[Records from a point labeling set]
+---+

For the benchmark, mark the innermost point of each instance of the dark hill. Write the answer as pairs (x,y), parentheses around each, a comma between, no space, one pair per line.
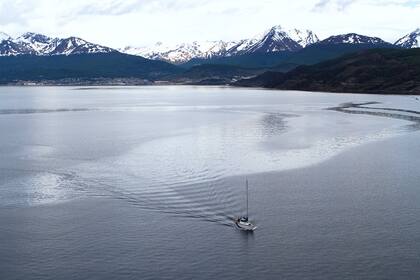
(384,71)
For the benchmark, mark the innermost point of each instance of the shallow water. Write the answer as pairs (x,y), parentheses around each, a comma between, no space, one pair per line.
(145,181)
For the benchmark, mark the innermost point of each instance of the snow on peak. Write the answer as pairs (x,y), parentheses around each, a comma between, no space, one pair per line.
(303,38)
(353,38)
(4,36)
(410,41)
(275,39)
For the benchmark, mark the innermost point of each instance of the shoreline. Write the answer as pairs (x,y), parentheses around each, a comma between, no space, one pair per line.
(168,83)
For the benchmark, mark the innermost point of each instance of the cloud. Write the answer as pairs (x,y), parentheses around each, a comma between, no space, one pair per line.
(339,5)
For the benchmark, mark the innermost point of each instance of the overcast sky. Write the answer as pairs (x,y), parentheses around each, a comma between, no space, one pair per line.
(117,23)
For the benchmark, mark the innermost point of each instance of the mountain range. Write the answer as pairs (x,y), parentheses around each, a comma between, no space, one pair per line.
(274,40)
(38,44)
(36,58)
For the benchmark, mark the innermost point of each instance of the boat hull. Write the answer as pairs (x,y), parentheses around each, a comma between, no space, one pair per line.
(245,226)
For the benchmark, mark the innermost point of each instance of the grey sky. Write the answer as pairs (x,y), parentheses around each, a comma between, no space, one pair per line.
(138,22)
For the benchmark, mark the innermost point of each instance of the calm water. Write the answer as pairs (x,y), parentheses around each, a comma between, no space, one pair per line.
(143,183)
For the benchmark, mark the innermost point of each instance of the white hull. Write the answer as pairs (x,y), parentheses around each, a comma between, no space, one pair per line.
(247,226)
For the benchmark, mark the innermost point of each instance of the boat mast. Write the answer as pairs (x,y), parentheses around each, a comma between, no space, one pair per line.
(247,197)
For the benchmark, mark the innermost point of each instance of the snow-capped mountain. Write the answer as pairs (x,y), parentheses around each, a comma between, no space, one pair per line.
(4,36)
(182,52)
(303,38)
(274,40)
(38,44)
(410,41)
(353,38)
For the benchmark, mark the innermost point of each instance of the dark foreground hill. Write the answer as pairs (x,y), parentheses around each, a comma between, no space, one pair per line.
(387,71)
(81,67)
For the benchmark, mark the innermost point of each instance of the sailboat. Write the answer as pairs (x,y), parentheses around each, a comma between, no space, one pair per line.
(243,222)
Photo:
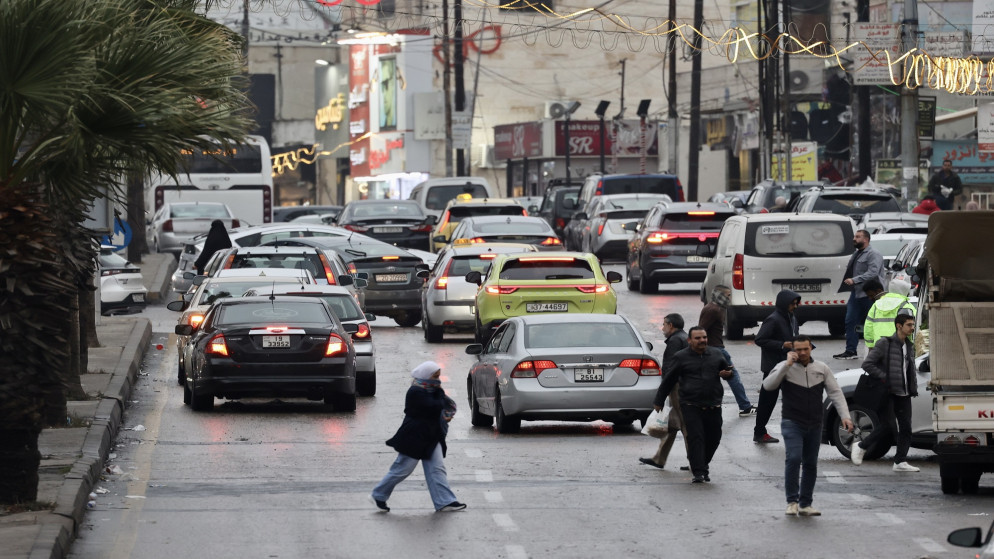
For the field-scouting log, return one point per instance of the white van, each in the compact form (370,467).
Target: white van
(434,194)
(759,255)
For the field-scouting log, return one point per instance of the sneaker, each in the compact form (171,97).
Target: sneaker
(382,505)
(808,511)
(856,453)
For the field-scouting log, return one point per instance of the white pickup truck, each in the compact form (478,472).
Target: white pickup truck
(957,309)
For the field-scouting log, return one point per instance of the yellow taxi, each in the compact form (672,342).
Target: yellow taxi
(464,206)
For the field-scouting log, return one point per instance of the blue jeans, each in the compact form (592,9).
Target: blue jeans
(735,383)
(435,475)
(801,443)
(856,310)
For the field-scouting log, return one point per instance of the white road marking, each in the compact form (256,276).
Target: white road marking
(484,476)
(505,522)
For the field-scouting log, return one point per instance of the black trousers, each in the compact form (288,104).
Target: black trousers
(703,428)
(895,418)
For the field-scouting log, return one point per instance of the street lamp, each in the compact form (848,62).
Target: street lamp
(643,112)
(569,111)
(599,111)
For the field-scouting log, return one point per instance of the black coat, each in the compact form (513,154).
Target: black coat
(422,428)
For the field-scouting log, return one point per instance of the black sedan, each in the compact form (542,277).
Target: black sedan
(258,346)
(398,222)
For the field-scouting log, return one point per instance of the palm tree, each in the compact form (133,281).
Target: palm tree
(90,92)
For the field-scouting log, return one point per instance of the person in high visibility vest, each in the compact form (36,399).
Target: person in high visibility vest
(886,306)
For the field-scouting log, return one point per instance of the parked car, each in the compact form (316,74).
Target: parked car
(255,346)
(664,247)
(506,229)
(521,284)
(460,208)
(177,222)
(448,301)
(608,222)
(344,305)
(122,288)
(397,222)
(575,367)
(558,206)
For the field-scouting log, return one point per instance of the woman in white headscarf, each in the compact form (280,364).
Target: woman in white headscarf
(427,412)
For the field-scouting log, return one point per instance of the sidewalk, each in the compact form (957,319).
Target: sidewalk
(73,458)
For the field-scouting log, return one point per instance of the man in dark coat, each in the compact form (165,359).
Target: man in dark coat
(699,370)
(775,338)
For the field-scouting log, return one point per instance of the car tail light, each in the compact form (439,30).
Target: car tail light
(500,290)
(531,369)
(643,367)
(216,346)
(738,273)
(336,346)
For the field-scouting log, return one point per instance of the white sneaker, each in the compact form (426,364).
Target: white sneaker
(856,452)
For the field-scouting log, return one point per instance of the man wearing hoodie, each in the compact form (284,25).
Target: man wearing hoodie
(886,306)
(776,339)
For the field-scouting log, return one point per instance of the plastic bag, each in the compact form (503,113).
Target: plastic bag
(657,424)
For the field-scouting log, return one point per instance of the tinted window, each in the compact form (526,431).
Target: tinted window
(808,238)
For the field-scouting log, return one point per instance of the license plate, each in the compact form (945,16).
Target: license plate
(803,287)
(547,307)
(276,341)
(588,375)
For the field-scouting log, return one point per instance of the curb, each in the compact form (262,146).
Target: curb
(54,539)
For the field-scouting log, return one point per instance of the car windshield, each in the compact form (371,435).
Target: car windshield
(538,268)
(580,335)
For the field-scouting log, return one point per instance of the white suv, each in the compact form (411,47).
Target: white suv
(759,255)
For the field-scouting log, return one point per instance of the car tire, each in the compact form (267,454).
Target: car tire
(365,383)
(866,420)
(506,424)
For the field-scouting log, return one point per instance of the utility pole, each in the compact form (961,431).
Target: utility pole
(909,108)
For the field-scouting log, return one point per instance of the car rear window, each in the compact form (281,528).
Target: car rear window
(538,268)
(580,335)
(799,238)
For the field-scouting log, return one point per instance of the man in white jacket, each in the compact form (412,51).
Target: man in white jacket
(804,382)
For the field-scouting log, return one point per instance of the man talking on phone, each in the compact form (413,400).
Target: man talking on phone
(804,382)
(699,370)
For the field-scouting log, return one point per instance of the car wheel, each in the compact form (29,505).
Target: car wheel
(866,421)
(365,383)
(506,423)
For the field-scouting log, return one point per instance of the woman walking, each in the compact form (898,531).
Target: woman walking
(427,412)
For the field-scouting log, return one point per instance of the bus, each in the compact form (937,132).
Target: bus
(241,178)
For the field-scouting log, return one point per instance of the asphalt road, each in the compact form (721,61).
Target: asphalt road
(282,479)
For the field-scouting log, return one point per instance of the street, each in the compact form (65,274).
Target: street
(283,479)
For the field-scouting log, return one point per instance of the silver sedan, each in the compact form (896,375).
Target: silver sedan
(574,367)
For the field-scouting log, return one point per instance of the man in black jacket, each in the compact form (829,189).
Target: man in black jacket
(699,370)
(775,338)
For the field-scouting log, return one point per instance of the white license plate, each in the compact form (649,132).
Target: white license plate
(276,341)
(547,307)
(803,287)
(588,375)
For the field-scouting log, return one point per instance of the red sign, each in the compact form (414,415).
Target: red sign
(514,141)
(585,138)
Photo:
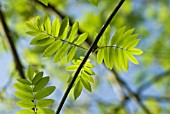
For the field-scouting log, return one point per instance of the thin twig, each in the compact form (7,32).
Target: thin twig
(87,55)
(18,64)
(51,7)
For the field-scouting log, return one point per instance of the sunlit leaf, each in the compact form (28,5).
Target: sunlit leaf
(45,2)
(77,90)
(30,73)
(45,111)
(25,103)
(24,81)
(24,95)
(41,83)
(44,102)
(71,53)
(44,92)
(26,111)
(73,32)
(55,27)
(52,48)
(23,87)
(37,77)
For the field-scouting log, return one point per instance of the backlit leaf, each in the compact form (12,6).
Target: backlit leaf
(52,48)
(55,27)
(71,53)
(25,103)
(24,95)
(37,77)
(41,83)
(44,102)
(77,90)
(30,73)
(44,92)
(26,111)
(64,28)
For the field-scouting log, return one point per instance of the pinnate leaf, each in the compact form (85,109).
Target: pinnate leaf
(77,89)
(25,103)
(41,83)
(26,111)
(44,102)
(44,92)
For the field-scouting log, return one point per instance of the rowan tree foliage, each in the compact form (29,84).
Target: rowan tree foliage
(84,56)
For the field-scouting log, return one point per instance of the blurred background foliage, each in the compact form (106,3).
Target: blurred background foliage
(150,18)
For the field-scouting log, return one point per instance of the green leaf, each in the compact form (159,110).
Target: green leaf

+---+

WHAT IS NEEDED. Extract the run of lines beginning with the line that holds "compact form (896,375)." and ending at the last line of the data, inclusive. Exclude any pictures from the copy.

FINISHED TASK.
For the field-scouting log, return one point per instance of the silver sedan, each in the compact form (896,375).
Target: silver sedan
(574,367)
For the field-scouting log, return one point per instance of the man in black jacket, each in the compact form (829,189).
Target: man in black jacket
(699,370)
(775,338)
For the field-scouting log, return one point per instance of the white license plate, each in the compact form (649,132).
Target: white license plate
(276,341)
(547,307)
(803,287)
(588,375)
For the field-scouting log, return one point per instance of the red sign, each in the compact form (414,415).
Target: red sign
(514,141)
(585,138)
Photo:
For the field-scouting log, return one point per instance of the thin twig, each in the compact form (7,32).
Target: thin twig
(87,55)
(18,64)
(51,7)
For the field-scouting log, return one point per instance of the sunlit leaf, each in the compact form (28,5).
Target: sunlit leaf
(45,2)
(77,90)
(30,73)
(45,111)
(25,103)
(24,81)
(24,95)
(41,83)
(44,102)
(71,53)
(44,92)
(26,111)
(73,32)
(55,27)
(52,48)
(23,87)
(37,77)
For the field-scouting log, return one point per instance of the backlit leaf, each in the compact form (12,6).
Target: backlit leaf
(52,48)
(55,27)
(71,53)
(25,103)
(24,95)
(37,77)
(41,83)
(44,102)
(77,90)
(30,73)
(44,92)
(26,111)
(64,28)
For the field-scouting log, return one point per instance of the pinnate leaf, each in the compact form (85,109).
Target: pinnate leaf
(77,89)
(25,103)
(41,83)
(26,111)
(44,102)
(44,92)
For the field-scouting log, return one point per instance of the rowan tree foliage, each in the compact form (29,84).
Target: rowan tree foliage
(84,56)
For the field-scouting log, return one point per instance of the blurred background foliage, each in the compact form (106,3).
Target: blurred background foliage
(150,18)
For the field-scouting log, return one point per instance of the green leaf, each in the compact form (159,110).
Target: green leaf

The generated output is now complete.